WORK INSTRUCTIONS: Reproduce the entries exactly.

DATASET ROWS:
— Start —

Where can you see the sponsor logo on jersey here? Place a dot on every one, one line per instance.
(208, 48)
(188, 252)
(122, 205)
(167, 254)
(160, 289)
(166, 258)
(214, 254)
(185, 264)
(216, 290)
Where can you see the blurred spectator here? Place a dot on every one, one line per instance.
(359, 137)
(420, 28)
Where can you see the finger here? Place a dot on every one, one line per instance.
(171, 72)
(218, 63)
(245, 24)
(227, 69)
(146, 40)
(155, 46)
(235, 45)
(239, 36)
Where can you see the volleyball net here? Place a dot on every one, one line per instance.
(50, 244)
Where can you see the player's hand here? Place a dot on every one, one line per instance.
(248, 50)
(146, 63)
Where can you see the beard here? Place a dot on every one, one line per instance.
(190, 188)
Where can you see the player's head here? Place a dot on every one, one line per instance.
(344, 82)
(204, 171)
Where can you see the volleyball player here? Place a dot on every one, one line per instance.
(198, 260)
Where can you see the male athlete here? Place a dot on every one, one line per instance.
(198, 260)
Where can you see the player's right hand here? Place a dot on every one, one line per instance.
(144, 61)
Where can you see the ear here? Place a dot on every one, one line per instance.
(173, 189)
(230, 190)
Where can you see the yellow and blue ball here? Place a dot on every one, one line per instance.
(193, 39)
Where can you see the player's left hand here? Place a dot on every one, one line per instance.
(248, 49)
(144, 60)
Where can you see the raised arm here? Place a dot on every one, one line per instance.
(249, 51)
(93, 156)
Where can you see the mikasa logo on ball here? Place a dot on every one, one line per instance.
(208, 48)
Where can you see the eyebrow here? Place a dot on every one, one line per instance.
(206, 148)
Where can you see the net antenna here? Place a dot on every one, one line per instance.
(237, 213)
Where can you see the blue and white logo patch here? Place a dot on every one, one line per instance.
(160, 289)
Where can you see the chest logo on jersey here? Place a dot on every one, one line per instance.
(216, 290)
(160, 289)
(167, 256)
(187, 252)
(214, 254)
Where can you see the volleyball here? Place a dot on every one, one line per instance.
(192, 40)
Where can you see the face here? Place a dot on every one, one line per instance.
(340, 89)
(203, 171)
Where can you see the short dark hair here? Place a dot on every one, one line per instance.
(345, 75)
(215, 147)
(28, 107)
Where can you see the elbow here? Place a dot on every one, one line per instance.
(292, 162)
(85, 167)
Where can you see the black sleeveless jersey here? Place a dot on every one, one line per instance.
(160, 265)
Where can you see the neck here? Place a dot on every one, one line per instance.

— End —

COMPLETE ANSWER:
Where can you see the sponsor logo on jersey here? Place a dot on every one, one line per instance.
(208, 48)
(188, 252)
(122, 205)
(167, 254)
(160, 289)
(166, 258)
(214, 254)
(185, 264)
(216, 290)
Where can you see the blurred spectator here? Place a dot on every one, one line per instance.
(359, 137)
(420, 28)
Where can you see the finger here? Place a dot on every one, one line per instance.
(171, 72)
(218, 63)
(245, 24)
(227, 69)
(146, 40)
(155, 46)
(235, 45)
(239, 36)
Where can you see the volleyball net here? Place a dot on every one, one line per instance.
(50, 244)
Where can you see the player's hand here? Place a dot on every one, one line per instance.
(248, 50)
(146, 63)
Where can you see the beard here? Place a dot on every one, one line per instance.
(190, 188)
Where can you see the player's head here? Place a dot on every one, one line per instance.
(344, 82)
(204, 171)
Where can you see the volleyball player here? Place a dot on every one, one line per instance.
(198, 260)
Where can you see the male athlete here? Place a dot on every one, one line per instance.
(198, 260)
Where can you see the player's right hand here? Place a dot on every one, one line per instance.
(144, 61)
Where can you see the ear here? Place a dot on every one, one line per instance.
(173, 189)
(230, 190)
Where can you see the yellow and blue ball here? Place a dot on every one, one line per instance.
(193, 39)
Where can you see the player's left hand here? Place a dot on every one, one line per instance.
(248, 49)
(144, 60)
Where can you see the raised arm here? Place a dot on every one, one line per instance.
(249, 51)
(93, 156)
Where can you see the mikasa logo on ball here? Place a dot on every one, one line per instance.
(208, 48)
Where can you see the eyebrow here? Place a dot on every one, one line per instance.
(206, 148)
Where can you see the net antenna here? Place a dot on every one, one line per instance.
(237, 213)
Where can you see the blue and white logo patch here? Place a dot on every one, one line per instance.
(160, 289)
Where can you see the chest logo on jersey here? Place a dot on every one, one line per instance.
(216, 290)
(160, 289)
(167, 256)
(187, 252)
(214, 254)
Where can you see the volleyball here? Place a dot on every one, one line per instance.
(192, 40)
Where can you see the face here? Place a dot on every one, one line per instance.
(340, 89)
(203, 171)
Where can you see the short dark hair here? Place a dot on every one, one line per instance.
(345, 75)
(215, 147)
(28, 107)
Where can you see the elbow here? Place a dot on every one, one line per instance.
(292, 162)
(85, 167)
Where can you see the black sleeveless jersey here? Place a dot on every one, one line per instance.
(160, 265)
Where can you see the neck here? Place a dot on every one, one line per instance.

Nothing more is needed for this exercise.